%%

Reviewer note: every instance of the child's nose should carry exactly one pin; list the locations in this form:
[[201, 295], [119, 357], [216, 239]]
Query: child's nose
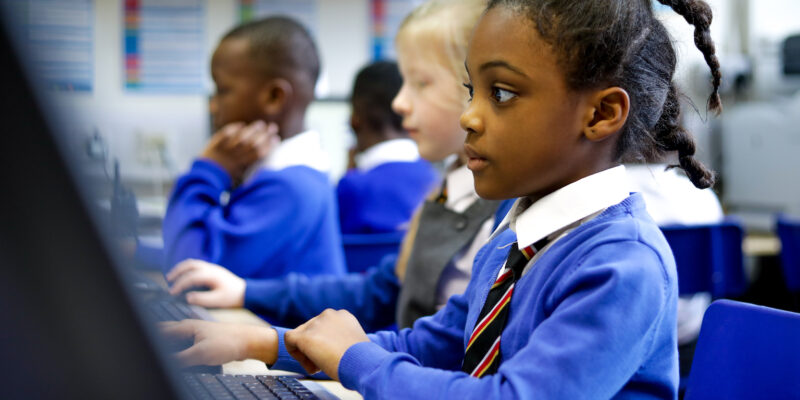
[[400, 103], [470, 121]]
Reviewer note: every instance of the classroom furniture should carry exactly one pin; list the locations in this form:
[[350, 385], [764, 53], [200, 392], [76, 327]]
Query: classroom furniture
[[709, 257], [149, 253], [362, 251], [788, 231], [746, 352]]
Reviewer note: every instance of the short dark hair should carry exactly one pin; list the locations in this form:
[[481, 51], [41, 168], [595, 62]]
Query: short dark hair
[[375, 87], [622, 43], [281, 47]]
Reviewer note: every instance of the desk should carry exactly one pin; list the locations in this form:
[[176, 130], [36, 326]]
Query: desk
[[255, 367], [761, 245]]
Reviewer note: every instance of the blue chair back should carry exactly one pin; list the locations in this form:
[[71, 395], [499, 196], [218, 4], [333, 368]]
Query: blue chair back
[[362, 251], [746, 352], [789, 233], [709, 258]]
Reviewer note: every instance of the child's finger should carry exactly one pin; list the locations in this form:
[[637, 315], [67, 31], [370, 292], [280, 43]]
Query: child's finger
[[181, 268], [212, 298], [190, 280], [178, 330], [248, 133], [263, 145], [194, 355]]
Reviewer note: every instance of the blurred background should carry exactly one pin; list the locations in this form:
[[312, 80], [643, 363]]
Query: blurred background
[[132, 85]]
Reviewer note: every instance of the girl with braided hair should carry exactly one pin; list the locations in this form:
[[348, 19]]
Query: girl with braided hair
[[575, 294]]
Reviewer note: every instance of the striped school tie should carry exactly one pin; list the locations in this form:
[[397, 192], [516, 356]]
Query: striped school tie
[[482, 356]]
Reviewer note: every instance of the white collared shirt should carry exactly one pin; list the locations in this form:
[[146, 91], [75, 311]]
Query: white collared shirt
[[460, 196], [556, 214], [304, 149], [394, 150]]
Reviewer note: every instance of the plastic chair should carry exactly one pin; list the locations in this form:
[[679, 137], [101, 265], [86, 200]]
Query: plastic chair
[[362, 251], [789, 233], [709, 258], [746, 352]]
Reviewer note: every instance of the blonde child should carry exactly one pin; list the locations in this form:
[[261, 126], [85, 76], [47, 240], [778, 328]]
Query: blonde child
[[436, 260], [577, 299]]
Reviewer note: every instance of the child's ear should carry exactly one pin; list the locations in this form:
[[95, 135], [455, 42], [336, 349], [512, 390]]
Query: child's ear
[[274, 96], [608, 113], [355, 122]]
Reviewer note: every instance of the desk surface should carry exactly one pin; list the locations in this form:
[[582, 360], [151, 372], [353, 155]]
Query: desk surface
[[255, 367]]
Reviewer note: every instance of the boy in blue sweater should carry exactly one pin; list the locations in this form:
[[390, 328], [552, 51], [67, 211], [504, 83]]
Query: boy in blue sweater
[[260, 208], [386, 178], [576, 299]]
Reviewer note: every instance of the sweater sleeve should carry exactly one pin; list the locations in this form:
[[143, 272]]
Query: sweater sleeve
[[371, 297], [604, 318], [262, 230], [348, 192]]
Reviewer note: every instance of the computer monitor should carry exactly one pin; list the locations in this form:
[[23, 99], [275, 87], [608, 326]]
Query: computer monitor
[[71, 325]]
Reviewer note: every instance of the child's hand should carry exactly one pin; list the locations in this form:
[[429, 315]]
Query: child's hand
[[237, 146], [218, 343], [225, 290], [320, 343], [351, 157]]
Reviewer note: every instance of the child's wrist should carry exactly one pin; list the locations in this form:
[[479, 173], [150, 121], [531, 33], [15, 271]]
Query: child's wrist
[[262, 344]]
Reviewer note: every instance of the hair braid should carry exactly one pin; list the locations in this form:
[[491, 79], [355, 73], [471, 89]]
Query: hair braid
[[698, 13], [671, 136]]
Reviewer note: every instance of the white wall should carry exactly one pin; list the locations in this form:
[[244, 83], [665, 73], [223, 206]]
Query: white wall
[[137, 125]]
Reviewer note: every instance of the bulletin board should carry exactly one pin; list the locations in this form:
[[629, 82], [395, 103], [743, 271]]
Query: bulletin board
[[386, 17], [58, 36], [165, 46], [304, 11]]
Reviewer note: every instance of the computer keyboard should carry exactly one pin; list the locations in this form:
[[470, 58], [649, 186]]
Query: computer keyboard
[[236, 387], [171, 309]]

%%

Requirements :: Please update all of the records above by changing "Reviewer note" to "Annotator note" and keeping everything else the same. Omit the pictures from your answer.

Reply ::
Annotator note: every instance of the child's nose should carry exactly one pin; list the locations in this form:
[[201, 295], [119, 357], [216, 239]]
Query: child's nose
[[400, 103], [470, 121]]
Annotator note: every instance of the classroom furniture should carry exactly one pin; list the locations in this form:
[[350, 385], [764, 53], [200, 392], [76, 327]]
Query: classroom furniture
[[709, 257], [149, 253], [362, 251], [788, 231], [746, 352]]
Annotator note: every instance of the short dark hair should carry exactly one pin; list the locations in this form:
[[481, 51], [41, 168], [595, 62]]
Query: short dark hair
[[375, 87], [622, 43], [281, 47]]
Annotator note: every instance of the desk should carry exactly one pin; list the locations in this form:
[[176, 130], [36, 326]]
Query: desk
[[255, 367], [761, 245]]
Annotator note: every instance of the blue chair back should carry exactly one pin; list the locations in this form:
[[71, 395], [499, 196], [218, 4], [333, 368]]
Query: blue chair back
[[362, 251], [746, 352], [789, 233], [709, 258]]
Annotator note: every instance of the child's finger should carry exactly one pin; list the locations in this form:
[[637, 315], [67, 31], [370, 292], [280, 43]]
Query: child's finger
[[181, 268], [212, 298], [190, 280], [178, 330], [248, 133], [263, 145], [194, 355]]
Annotator note: every instance of the blurred background should carry exactly one pin; list the locations in this form:
[[312, 80], [643, 363]]
Query: blurred background
[[132, 85]]
Annotator note: every instance of the girl with braided hair should carry exactly one pin; list the locations in this form:
[[348, 19]]
Query: girl with braided hair
[[575, 294]]
Annotator note: every instance of the striped school tie should carry exactly one pin; list the locations in this form:
[[397, 192], [516, 356]]
Query: striped school tie
[[482, 356]]
Annotator note: every instance of the white collared shirt should carry exactly one pin; list the locations in this form:
[[146, 91], [75, 311]]
Query: white collared shirt
[[460, 196], [556, 214], [304, 149], [394, 150]]
Annotator note: every instance of the plastic chair should carry exactly one pin; list the locations in this form:
[[679, 137], [101, 265], [86, 200]]
Query: plastic chair
[[362, 251], [789, 233], [709, 258], [746, 352]]
Annotator note: every instance of the blonde child should carry exactly one pin; list the locations in this form:
[[261, 126], [85, 76], [47, 240], [778, 328]]
Query: blonde child
[[436, 260], [577, 299]]
Annotator note: every instance of the child's ear should carry exactly one pin; list the locations in this form:
[[95, 135], [455, 42], [336, 349], [512, 390]]
Query: child's ear
[[274, 96], [608, 113], [355, 122]]
Annotator note: every instance of the desk surface should carry exactly one pin; list the locations in this form:
[[582, 360], [151, 372], [353, 155]]
Query: desk surface
[[255, 367]]
Annotator note: every instance of the boy in blue sweater should carry exactly one pin; list the locations in this form:
[[390, 328], [552, 51], [67, 211], [504, 83]]
Query: boy in blue sweater
[[260, 208], [386, 178], [576, 299]]
Annotator note: every instance of the sweater sleeve should carry exactly one pin; list the locations in this form:
[[143, 272]]
Query: sweater sleeve
[[371, 297], [604, 318], [262, 230], [348, 192]]
Annotator note: every instance of the computer monitor should carry exactly one pin; list the locations in this form:
[[23, 99], [275, 87], [608, 326]]
Query: computer monitor
[[71, 325]]
Annotator note: every instance of the child's hand should carry exactly one pin; list the locations in this form:
[[429, 315]]
Query: child's hand
[[237, 146], [218, 343], [225, 290], [320, 343], [351, 157]]
Annotator note: every instance of the child's wrist should carry exactly one pin; list the locations in this form:
[[479, 173], [150, 121], [531, 33], [15, 271]]
Query: child's wrist
[[262, 344]]
Annotator note: every instance of the hair braid should carry exactly one pin; list the locations in this form:
[[491, 79], [355, 73], [471, 89]]
Query: hair braid
[[698, 13], [671, 136]]
Annotator note: every instance of the white wall should carry exactly one pin; list the locations in this form:
[[244, 83], [665, 73], [223, 206]]
Query: white wall
[[137, 125]]
Annotator note: every instance of the bulletin board should carry exactly one pin; list the locations in this form:
[[629, 82], [395, 103], [743, 271]]
Query: bulletin board
[[386, 17], [58, 36], [165, 46], [304, 11]]
Annotator note: every instance of the computer keyboard should carry exactly one pin; list the locations in this form:
[[470, 58], [649, 186]]
Query: computer keyboard
[[236, 387], [171, 309]]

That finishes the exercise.